*Given information*.
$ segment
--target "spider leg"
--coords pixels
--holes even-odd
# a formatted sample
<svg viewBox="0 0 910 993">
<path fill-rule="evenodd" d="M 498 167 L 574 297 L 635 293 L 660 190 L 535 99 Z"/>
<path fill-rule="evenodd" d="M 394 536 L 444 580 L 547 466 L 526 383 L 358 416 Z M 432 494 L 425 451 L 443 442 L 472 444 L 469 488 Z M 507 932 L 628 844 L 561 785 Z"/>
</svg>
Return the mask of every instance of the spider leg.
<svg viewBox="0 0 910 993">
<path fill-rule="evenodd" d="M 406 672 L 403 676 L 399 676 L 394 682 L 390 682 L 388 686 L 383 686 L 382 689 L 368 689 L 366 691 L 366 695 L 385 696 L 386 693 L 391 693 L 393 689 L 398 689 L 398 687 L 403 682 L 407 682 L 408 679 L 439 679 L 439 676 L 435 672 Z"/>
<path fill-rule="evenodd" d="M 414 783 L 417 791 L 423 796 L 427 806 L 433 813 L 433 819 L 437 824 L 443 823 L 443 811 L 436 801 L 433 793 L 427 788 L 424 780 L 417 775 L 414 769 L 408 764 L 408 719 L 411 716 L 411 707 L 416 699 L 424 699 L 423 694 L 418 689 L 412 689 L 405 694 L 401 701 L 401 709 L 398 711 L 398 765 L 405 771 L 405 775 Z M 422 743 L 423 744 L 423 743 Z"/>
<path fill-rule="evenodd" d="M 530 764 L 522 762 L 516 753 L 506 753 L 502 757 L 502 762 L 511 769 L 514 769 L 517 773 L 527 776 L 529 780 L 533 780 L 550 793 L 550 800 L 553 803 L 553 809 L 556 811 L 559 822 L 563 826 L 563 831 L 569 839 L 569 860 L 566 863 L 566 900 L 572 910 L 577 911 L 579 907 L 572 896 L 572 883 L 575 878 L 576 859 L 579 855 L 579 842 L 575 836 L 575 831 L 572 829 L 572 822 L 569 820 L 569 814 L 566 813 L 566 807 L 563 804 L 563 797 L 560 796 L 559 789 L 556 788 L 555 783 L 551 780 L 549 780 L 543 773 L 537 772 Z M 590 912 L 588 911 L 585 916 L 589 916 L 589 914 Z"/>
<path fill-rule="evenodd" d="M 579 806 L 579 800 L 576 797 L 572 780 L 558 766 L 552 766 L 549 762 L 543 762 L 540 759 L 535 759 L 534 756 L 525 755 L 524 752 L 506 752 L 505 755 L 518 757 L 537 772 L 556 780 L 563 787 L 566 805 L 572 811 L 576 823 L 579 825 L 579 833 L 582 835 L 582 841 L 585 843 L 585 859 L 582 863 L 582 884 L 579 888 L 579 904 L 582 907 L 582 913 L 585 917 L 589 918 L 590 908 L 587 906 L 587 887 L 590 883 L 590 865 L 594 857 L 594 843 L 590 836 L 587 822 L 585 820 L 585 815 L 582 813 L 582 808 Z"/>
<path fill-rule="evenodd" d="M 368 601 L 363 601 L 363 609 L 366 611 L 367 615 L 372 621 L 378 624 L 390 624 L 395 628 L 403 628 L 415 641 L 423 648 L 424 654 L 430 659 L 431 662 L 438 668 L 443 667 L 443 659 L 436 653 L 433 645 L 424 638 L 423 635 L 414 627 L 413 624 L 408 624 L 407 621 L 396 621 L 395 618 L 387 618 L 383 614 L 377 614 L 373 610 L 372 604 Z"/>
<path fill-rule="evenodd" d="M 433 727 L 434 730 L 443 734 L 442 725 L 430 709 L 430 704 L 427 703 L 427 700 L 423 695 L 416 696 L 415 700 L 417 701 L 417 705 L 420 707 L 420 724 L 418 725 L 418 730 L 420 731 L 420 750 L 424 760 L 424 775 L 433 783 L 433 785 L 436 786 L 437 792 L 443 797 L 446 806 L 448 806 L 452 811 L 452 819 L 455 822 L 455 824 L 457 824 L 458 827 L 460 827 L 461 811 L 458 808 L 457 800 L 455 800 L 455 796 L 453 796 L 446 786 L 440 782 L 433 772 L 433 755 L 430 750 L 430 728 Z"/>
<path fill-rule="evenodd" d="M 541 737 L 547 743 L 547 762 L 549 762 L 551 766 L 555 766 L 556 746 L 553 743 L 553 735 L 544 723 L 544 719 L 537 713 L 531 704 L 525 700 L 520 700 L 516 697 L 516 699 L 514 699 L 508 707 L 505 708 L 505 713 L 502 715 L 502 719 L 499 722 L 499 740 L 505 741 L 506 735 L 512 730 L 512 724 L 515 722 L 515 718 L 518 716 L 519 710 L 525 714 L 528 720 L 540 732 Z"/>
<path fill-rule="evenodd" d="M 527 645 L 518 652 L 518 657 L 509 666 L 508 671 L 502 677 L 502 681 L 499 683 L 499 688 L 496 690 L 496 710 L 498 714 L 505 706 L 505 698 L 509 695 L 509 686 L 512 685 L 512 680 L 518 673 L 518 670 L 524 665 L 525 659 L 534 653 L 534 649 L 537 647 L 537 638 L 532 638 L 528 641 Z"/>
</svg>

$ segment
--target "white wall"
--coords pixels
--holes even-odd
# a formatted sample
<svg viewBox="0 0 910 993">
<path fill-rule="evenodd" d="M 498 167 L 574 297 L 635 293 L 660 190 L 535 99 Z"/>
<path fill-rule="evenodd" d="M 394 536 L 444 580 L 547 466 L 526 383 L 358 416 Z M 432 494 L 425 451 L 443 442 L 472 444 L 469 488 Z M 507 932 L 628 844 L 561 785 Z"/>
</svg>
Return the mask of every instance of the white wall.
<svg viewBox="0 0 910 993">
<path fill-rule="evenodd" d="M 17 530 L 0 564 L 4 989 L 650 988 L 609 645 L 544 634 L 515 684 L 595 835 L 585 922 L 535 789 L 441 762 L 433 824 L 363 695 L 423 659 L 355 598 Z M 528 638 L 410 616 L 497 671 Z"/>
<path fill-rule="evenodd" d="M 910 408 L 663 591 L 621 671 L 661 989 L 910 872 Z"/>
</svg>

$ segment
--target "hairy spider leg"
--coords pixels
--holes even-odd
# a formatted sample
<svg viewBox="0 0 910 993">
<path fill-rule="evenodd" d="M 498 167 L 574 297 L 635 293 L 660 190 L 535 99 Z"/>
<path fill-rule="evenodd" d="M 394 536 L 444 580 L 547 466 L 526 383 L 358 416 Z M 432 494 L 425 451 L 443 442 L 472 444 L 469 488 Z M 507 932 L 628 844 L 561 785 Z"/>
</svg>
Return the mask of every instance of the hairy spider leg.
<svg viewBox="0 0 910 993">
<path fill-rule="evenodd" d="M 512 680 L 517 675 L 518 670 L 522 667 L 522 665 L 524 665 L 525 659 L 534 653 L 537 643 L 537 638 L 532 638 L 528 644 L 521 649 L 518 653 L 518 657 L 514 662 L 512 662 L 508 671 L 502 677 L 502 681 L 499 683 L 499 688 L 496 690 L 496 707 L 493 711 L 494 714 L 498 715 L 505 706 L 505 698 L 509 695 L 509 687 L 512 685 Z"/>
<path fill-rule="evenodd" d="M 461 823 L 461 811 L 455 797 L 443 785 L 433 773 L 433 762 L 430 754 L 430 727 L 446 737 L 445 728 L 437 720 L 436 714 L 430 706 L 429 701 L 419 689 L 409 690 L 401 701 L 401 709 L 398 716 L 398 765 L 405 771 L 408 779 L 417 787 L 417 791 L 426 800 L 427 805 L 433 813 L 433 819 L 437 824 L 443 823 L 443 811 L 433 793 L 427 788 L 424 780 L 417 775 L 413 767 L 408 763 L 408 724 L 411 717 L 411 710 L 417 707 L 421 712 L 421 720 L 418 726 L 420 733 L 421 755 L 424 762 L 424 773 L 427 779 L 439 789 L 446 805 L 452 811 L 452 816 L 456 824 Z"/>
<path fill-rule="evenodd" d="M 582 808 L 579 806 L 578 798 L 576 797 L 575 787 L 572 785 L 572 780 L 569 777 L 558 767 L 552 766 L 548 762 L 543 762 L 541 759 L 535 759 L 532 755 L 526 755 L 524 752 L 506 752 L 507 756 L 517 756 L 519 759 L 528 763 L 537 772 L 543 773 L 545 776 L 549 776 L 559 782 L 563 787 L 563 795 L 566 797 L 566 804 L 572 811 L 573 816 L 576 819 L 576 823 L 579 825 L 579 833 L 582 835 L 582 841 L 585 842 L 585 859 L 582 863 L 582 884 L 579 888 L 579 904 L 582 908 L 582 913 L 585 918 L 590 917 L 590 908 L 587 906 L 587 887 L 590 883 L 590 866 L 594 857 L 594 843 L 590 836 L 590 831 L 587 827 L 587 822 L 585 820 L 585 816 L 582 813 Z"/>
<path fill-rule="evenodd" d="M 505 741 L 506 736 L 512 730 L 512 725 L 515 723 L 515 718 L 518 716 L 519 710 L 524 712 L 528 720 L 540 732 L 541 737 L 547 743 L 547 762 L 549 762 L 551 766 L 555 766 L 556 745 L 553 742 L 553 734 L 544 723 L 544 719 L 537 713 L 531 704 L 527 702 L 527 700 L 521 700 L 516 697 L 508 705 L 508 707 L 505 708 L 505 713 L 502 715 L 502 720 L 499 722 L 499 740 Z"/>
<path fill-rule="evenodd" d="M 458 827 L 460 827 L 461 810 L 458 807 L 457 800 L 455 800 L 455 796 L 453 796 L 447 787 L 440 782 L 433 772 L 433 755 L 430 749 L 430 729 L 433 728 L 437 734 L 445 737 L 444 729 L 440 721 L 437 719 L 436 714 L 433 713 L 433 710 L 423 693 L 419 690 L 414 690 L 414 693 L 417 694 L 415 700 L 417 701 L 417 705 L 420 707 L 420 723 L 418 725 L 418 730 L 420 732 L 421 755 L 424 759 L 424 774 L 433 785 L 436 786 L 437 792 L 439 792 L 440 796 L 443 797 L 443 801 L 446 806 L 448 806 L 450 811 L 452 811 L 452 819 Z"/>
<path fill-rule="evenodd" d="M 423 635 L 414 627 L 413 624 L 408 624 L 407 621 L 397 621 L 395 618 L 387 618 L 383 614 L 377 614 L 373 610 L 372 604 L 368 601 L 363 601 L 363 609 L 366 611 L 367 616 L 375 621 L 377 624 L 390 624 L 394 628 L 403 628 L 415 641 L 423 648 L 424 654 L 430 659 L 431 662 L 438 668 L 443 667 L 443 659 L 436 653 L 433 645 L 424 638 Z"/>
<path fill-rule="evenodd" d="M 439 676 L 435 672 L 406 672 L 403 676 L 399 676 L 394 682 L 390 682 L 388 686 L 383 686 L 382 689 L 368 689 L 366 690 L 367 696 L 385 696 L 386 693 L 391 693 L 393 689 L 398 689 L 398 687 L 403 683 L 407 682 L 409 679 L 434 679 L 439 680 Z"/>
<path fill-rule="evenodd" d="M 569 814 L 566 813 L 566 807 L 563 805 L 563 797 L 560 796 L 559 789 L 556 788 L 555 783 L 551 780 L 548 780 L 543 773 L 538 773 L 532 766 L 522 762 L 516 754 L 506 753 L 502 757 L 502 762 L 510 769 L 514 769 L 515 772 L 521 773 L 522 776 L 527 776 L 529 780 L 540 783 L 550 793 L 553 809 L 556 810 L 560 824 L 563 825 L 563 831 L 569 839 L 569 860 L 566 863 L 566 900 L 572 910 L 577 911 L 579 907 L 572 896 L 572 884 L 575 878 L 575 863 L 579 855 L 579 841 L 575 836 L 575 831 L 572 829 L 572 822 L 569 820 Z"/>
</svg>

*Short task*. Copy the items word for word, from their first line through the line that contains "414 783 L 417".

*Solution for this task*.
$ segment
--target "spider leg"
--coords pixels
--holes even-odd
# a formatted sample
<svg viewBox="0 0 910 993">
<path fill-rule="evenodd" d="M 498 167 L 574 297 L 635 293 L 660 190 L 535 99 Z"/>
<path fill-rule="evenodd" d="M 394 536 L 444 580 L 547 466 L 526 383 L 358 416 Z M 432 494 L 425 451 L 443 442 L 472 444 L 469 488 Z M 507 932 L 628 844 L 561 785 Z"/>
</svg>
Return the mask of every instance of the spider leg.
<svg viewBox="0 0 910 993">
<path fill-rule="evenodd" d="M 406 672 L 403 676 L 399 676 L 394 682 L 390 682 L 388 686 L 383 686 L 382 689 L 368 689 L 366 691 L 366 695 L 385 696 L 386 693 L 391 693 L 393 689 L 398 689 L 398 687 L 403 682 L 407 682 L 408 679 L 439 679 L 439 676 L 435 672 Z"/>
<path fill-rule="evenodd" d="M 414 783 L 417 791 L 423 796 L 427 806 L 433 813 L 433 819 L 437 824 L 443 823 L 443 811 L 436 801 L 433 793 L 427 788 L 424 780 L 417 775 L 414 769 L 408 764 L 408 719 L 411 716 L 411 707 L 416 699 L 424 699 L 423 694 L 418 689 L 412 689 L 405 694 L 401 701 L 401 709 L 398 711 L 398 765 L 405 771 L 405 775 Z M 422 743 L 423 744 L 423 743 Z"/>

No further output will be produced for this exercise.